### TEXTE SOURCE
Ce que j’ai appris de, et avec, Sainte Thérèse Couderc, la 1ère sœur du Cénacle
J’avais une vingtaine d’années quand je suis venue à Lalouvesc pour la 1ère fois, j’ai vu le corps de Sainte Thérèse Couderc dans la châsse et …. je m’en souviens à peine ! La rencontre ne s’était pas faite. Par contre, j’ai gardé dans ma mémoire le visage de la photo qui m’avait été donnée : un regard profond, un sourire très doux, et des rides, beaucoup de rides !
Peu de temps après, je suis allée au Mas de Sablières, la maison natale de Thérèse, dans le sud de l’Ardèche, et là, je l’ai rencontrée, vraiment ! Là, elle m’a parlé, de ce que ses yeux ont vu, de ce qui a enchanté ses oreilles et son cœur, de chacune de ses rides, une histoire de joies, de peines, de combats, une vie toute livrée à la conduite de l’Esprit-Saint, une vie, belle, simple, pleine, à la suite du Christ, toute donnée à Le faire connaître et aimer.

### TÂCHE DEMANDÉE
Reproduisez intégralement le témoignage sur Sainte Thérèse Couderc, sans y changer un seul mot.

### DONNÉES SOURCES
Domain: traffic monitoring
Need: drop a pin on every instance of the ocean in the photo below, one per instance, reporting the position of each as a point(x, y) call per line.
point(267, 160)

### RÉSULTAT OBTENU
Ce que j’ai appris de, et avec, Sainte Thérèse Couderc, la 1ère sœur du Cénacle
J’avais une vingtaine d’années quand je suis venue à Lalouvesc pour la 1ère fois, j’ai vu le corps de Sainte Thérèse Couderc dans la châsse et …. je m’en souviens à peine ! La rencontre ne s’était pas faite. Par contre, j’ai gardé dans ma mémoire le visage de la photo qui m’avait été donnée : un regard profond, un sourire très doux, et des rides, beaucoup de rides !
Peu de temps après, je suis allée au Mas de Sablières, la maison natale de Thérèse, dans le sud de l’Ardèche, et là, je l’ai rencontrée, vraiment ! Là, elle m’a parlé, de ce que ses yeux ont vu, de ce qui a enchanté ses oreilles et son cœur, de chacune de ses rides, une histoire de joies, de peines, de combats, une vie toute livrée à la conduite de l’Esprit-Saint, une vie, belle, simple, pleine, à la suite du Christ, toute donnée à Le faire connaître et aimer.